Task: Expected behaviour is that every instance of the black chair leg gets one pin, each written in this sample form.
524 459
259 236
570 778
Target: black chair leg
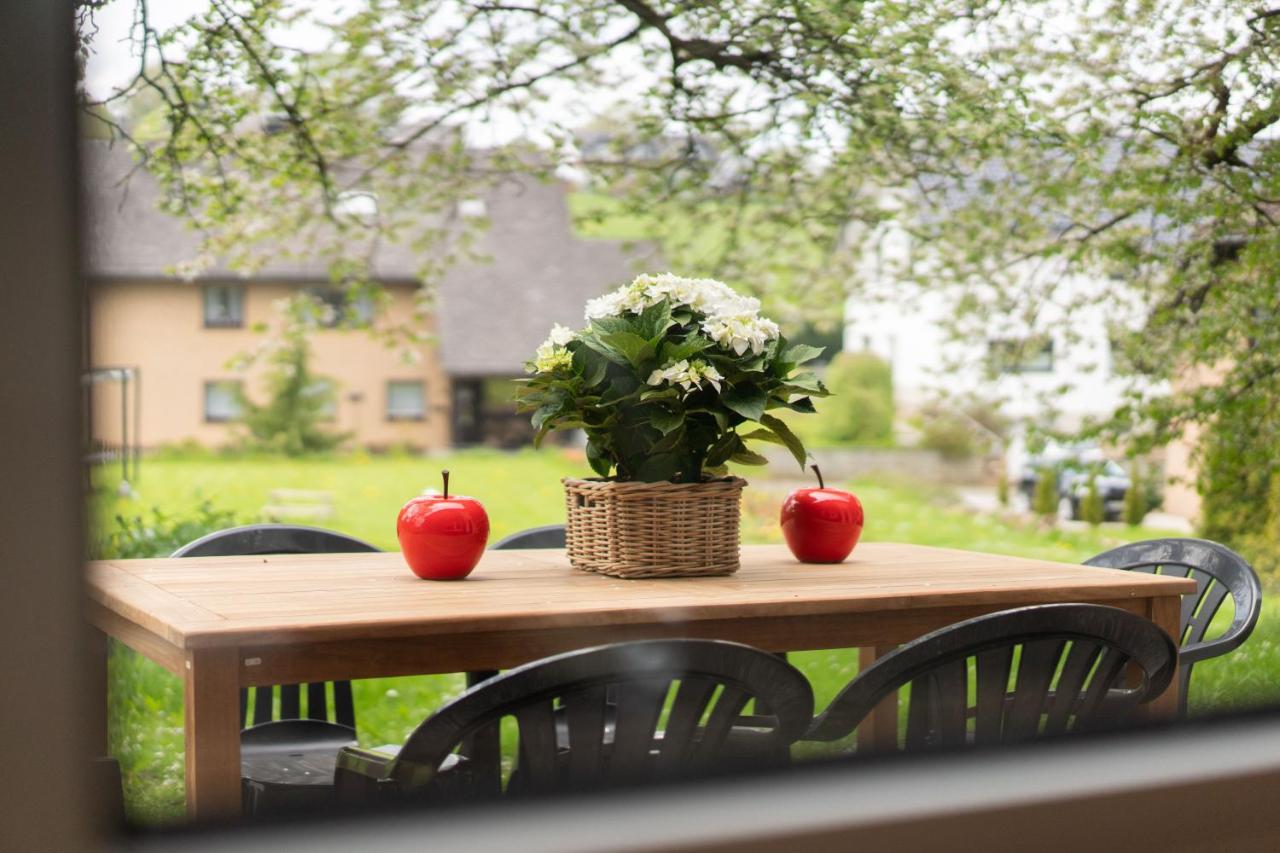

▸ WHAT IS BEING ASKED
Format the lines above as a JSON list of strings, one string per line, skipping blank lines. Leave the pictures out of the list.

▸ SOLVED PROBLEM
[
  "Task: Expected behaviour is that every instance of the black chair leg gets one pin, each written in this sample form.",
  "524 459",
  "259 236",
  "570 778",
  "Target: black chair leg"
]